--- begin ---

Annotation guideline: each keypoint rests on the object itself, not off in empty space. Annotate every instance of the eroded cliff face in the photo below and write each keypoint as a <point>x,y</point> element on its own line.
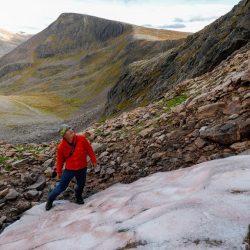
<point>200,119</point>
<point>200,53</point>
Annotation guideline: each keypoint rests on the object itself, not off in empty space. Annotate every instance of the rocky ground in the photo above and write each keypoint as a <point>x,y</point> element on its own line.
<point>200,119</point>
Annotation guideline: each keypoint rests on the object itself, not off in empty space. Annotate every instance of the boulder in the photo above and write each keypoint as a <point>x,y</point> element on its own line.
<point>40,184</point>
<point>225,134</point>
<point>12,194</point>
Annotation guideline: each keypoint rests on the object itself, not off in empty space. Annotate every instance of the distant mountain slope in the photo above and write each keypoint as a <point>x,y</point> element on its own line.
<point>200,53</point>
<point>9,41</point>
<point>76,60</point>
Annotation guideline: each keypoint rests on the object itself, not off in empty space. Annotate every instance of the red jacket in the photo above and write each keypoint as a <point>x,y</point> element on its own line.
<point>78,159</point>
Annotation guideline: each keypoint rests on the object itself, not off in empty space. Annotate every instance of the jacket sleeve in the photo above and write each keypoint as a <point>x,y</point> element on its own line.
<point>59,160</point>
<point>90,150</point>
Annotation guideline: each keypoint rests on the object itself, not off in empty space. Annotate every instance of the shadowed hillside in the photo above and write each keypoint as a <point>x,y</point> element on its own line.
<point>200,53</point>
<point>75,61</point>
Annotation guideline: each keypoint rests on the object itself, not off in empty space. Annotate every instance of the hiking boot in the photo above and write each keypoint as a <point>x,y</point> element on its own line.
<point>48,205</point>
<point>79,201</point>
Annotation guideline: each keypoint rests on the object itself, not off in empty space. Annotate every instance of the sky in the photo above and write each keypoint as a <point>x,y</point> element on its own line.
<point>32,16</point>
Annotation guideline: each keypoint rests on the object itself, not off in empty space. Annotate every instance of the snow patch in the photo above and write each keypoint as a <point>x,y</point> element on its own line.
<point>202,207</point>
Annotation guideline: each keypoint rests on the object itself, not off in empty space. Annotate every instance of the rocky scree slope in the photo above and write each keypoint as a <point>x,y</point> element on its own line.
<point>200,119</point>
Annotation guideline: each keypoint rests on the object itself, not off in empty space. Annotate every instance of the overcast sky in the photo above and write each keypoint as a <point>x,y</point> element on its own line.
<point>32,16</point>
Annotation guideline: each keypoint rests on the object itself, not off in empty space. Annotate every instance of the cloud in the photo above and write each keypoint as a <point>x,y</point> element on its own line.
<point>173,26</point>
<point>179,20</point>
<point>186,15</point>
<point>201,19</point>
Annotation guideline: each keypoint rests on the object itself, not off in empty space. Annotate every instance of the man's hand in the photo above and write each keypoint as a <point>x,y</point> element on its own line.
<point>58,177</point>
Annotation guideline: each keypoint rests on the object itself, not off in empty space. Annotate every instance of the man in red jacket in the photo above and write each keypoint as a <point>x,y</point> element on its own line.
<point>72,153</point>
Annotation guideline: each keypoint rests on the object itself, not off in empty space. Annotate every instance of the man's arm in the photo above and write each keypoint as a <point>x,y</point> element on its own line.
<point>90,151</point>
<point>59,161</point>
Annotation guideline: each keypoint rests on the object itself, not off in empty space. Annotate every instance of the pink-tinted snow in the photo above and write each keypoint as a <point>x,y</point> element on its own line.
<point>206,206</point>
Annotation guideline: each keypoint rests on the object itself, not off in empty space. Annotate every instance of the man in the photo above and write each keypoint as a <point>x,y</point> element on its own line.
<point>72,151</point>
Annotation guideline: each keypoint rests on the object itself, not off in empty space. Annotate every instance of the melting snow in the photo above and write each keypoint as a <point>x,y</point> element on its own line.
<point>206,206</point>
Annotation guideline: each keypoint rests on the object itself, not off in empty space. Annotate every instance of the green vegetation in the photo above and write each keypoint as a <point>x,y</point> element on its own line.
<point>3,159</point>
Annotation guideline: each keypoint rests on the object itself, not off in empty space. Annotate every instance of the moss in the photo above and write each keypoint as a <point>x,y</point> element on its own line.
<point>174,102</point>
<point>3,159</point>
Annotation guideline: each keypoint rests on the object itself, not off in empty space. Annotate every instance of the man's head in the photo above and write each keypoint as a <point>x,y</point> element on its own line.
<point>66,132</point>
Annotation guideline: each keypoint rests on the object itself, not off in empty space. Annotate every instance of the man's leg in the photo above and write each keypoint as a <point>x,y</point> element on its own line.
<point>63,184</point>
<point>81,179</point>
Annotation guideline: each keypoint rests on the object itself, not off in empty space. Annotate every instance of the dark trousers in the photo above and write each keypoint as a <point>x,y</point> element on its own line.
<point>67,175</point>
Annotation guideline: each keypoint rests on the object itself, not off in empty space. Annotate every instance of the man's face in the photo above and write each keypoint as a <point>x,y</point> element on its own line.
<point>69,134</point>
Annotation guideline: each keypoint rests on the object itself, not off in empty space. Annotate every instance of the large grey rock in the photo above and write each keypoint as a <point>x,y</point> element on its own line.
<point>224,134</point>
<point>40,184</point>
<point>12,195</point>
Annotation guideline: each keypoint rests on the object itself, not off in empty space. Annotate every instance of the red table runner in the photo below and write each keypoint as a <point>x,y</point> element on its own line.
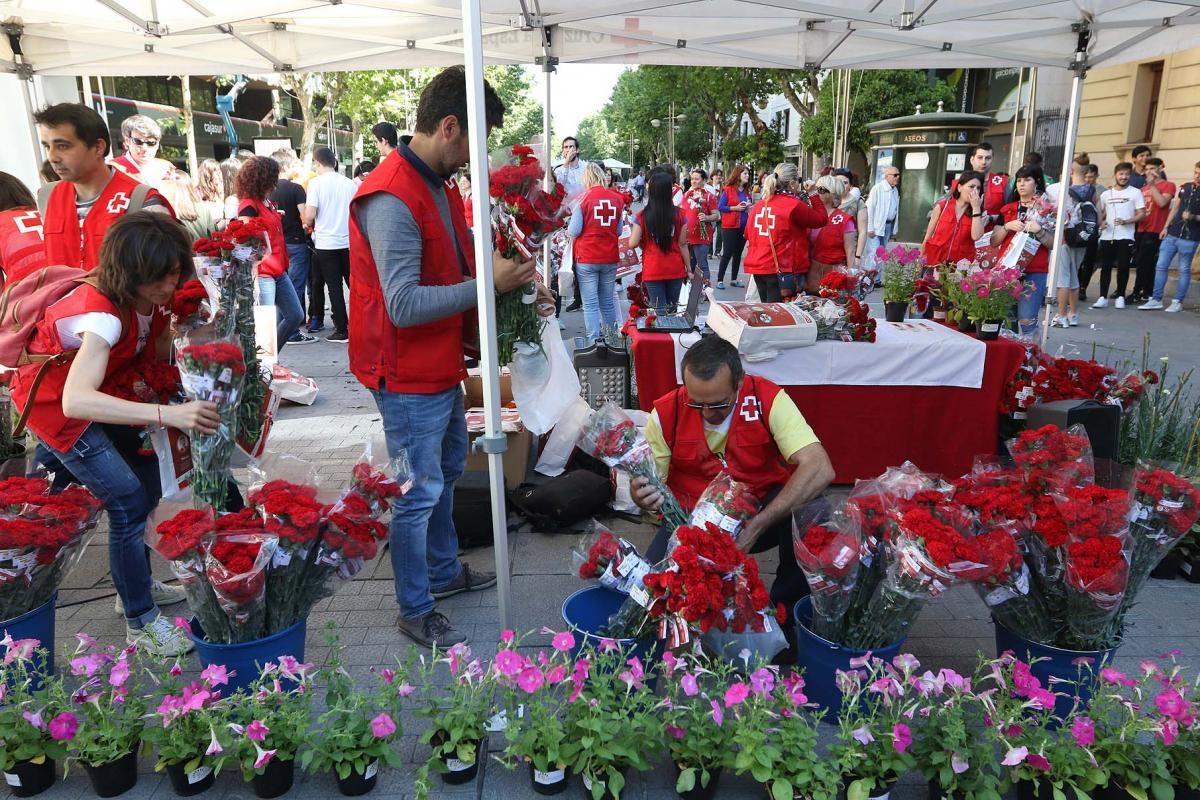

--- end ---

Request: Omit every picture, then reproduce the rest of the listing exactly.

Finished answer:
Annotation guideline: each keypoint rests on the object itself, not off in empty space. Annotate every instance of the eroded cliff face in the photo below and write each keypoint as a <point>x,y</point> element on its own line.
<point>200,119</point>
<point>200,53</point>
Annotation guideline: each keypoint rests on the object itself, not off in empty space. Annotate every instance of the rocky ground in the photo above and write each keypoint as a <point>x,y</point> element on its own line.
<point>200,119</point>
Annotation guideline: each keypoint rests on the object itself, not off in empty space. Annotate every instance of the boulder in the photo above and write each keypoint as a <point>x,y</point> element on its own line.
<point>40,184</point>
<point>225,134</point>
<point>12,194</point>
Annotation guideline: each keypoint rests on the object itself, not off in empty space. Annotate every instance of the distant mountain slope in the photo above and write each keypoint as a <point>x,y</point> element on its own line.
<point>200,53</point>
<point>9,41</point>
<point>76,60</point>
Annotation guideline: each keypoint rests on the object itself, not off in empty space. Annotate every instance of the red jacket in the photo above and write each keypoint as a <point>x,y</point> element on its own line.
<point>78,159</point>
Annotation guideline: each keypoint rests on the object itself, not off in empty space. Annotate every instance of the jacket sleeve in the photo above and write each keypoint as a <point>x,y</point> element on its own line.
<point>59,160</point>
<point>90,150</point>
Annotation guideline: each keypoint rests on the object itself, not off in empty space. Annotate every instance of the shadowed hillside in the photo above and write each keypoint as a <point>x,y</point> element on its own line.
<point>200,53</point>
<point>75,61</point>
Annotation guideline: each keypoint rests on the object itself, not off in empty space. Annotate every instance of the hiking boot in the photo above and write each keypoint as a <point>x,y</point> element on its own line.
<point>48,205</point>
<point>79,201</point>
Annotation guideline: each keypoint rests on the object itself, not off in empty space. Annotate every instance of the sky in the photo above and write each keypoint as a <point>x,y</point> element on its own line.
<point>32,16</point>
Annotation guideline: each keypoint rests on the object itself, not off in empty space. Annotate every instance of the snow patch in the photo above and write each keypoint as a <point>x,y</point> element on its own line.
<point>202,207</point>
Annotation guideline: each keypoint rests on the object itself, not off in empty space. Annotate every instance of the rocky scree slope in the photo above and write each keypoint as a <point>x,y</point> element on its own line.
<point>200,119</point>
Annotation guideline: each keypoint rests on the object itself, not off in empty space. Annotate every instance of the overcast sky in the photo above and write each keypoint as a <point>x,y</point> element on its own line.
<point>32,16</point>
Annotation guideline: each keypoint rests on the object itself, not off in empty space. Annotate every instance of the cloud in the photo above and write each keypoint as a <point>x,y</point> element on its own line.
<point>173,26</point>
<point>179,20</point>
<point>186,15</point>
<point>201,19</point>
Annotation guideline: each keypoint rests on the object itself, not off in empty space. Annotate every instance of the man's hand in the photo above and write each keypoint as a <point>x,y</point> element on its own line.
<point>58,177</point>
Annotation guideline: each keypoint rests on the object itself, not off in empty space. Annotate every instance of the man in red jacket in the photo above and write each keypoint as a <point>x,y</point> element on its own line.
<point>72,153</point>
Annotation guideline: each keypoint rests on the object itself, not off in empty space. Annotate every instance of the man's arm in the photo above and write each keypoint as a <point>x,y</point> element on its own line.
<point>90,151</point>
<point>59,161</point>
Annotation guideline: each keypoint rests on the object itself, not off in empty space. Annotate every instance of the pink-tinted snow in the photo above and write each keypoint as a <point>x,y</point> element on its own line.
<point>206,206</point>
Annotation guideline: each keypoint rests on the object itself, not off in empty space. Annotate every instance of the man in the photo above and write each keypoint as a <point>x,y</point> element on its own line.
<point>72,151</point>
Annotation guideline: each keypoint rests on the object itself, not off in empty space. Annotate every instance of the melting snow in the photo above and write each keypoint as a <point>x,y</point> element on its own line.
<point>206,206</point>
Annotation guideline: each keypoint rests on the object itself, not off in empty space. Annotate every instance of the green vegetation in the photo above and write each keypoint as a <point>x,y</point> element on its own line.
<point>3,159</point>
Annotation guideline: each keypoint rests on the object itself, not off in empty space. Annotate every instance of the moss in the photo above and write each keypoint as a <point>x,y</point> element on its own line.
<point>174,102</point>
<point>3,159</point>
Annotation guideline: each keypoint rests on the object itself, not off in empty space. Annotate every instance of the man's head in the photo above and write each keypoint as a <point>x,y</point> element on its own line.
<point>66,132</point>
Annotation guideline: each keypoint rests on the object itself, not off in empty space. Annotate every instance of the man's leg in the photo above and write each keypoint as a <point>x,y</point> element on its own line.
<point>63,184</point>
<point>81,179</point>
Annotation guideline: each keypoint rests on the object itself, not off in empty space. Annotate every instance of the dark trousers in the photo above and write each keypoint as a <point>x,y</point> element on its own line.
<point>67,175</point>
Annotation guideline: each keypoint rests on the object itself, not off in empty space. Annotate every instance of the man's face in the photo above and write each keypoint as a <point>x,y</point> element on its own line.
<point>69,134</point>
Annotation guideline: each keypoint rests on the object itself, not off in empty space. Annotate every instance of the large grey rock in the photo above and write each keypoint as a <point>x,y</point> element on its own line.
<point>224,134</point>
<point>40,184</point>
<point>12,195</point>
Annotation guideline: each keypoint rests on the object itself, not off in empty space. Annotate every instance of the red table runner in the photo below and write each keypoint as a <point>x,y</point> element on its own line.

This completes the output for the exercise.